• SET TASK: Can you print every line from the start of the rows up to and including the line containing "[[79, 112]]", without changing anything?

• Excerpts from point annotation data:

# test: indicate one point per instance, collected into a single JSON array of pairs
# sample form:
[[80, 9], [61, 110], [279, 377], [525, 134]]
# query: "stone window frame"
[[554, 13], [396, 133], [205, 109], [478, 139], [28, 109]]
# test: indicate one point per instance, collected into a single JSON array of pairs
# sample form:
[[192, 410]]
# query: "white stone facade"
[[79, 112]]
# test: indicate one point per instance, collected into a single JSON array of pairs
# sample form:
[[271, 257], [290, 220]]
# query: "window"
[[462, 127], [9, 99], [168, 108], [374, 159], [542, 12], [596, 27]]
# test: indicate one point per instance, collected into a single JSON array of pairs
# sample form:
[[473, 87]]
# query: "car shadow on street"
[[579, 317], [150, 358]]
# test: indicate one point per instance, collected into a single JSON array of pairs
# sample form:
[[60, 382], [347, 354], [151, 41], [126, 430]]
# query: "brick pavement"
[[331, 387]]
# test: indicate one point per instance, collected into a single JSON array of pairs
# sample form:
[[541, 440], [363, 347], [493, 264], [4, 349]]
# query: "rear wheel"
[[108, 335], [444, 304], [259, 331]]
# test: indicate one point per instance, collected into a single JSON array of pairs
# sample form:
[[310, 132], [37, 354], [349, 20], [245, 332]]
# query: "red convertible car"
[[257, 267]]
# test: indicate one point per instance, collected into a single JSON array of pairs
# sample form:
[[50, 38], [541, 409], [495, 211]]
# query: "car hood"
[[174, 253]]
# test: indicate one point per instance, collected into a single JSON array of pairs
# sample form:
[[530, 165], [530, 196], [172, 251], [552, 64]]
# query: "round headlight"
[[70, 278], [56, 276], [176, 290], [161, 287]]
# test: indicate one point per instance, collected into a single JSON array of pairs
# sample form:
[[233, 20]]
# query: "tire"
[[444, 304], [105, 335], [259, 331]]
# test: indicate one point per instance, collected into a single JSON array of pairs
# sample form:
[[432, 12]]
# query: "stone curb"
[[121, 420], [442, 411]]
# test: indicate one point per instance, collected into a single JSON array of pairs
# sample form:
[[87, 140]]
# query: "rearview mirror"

• ANSWER TO THIS TASK:
# test: indicate one point per instance, collected into a single JSON array of pairs
# sample form:
[[80, 9], [61, 110], [279, 377], [525, 134]]
# query: "stone window frame"
[[554, 13], [396, 133], [205, 109], [478, 139], [28, 109]]
# test: indicate one point per instance, collected into a single JSON array of pairs
# sample form:
[[192, 410]]
# query: "white stone facade"
[[79, 112]]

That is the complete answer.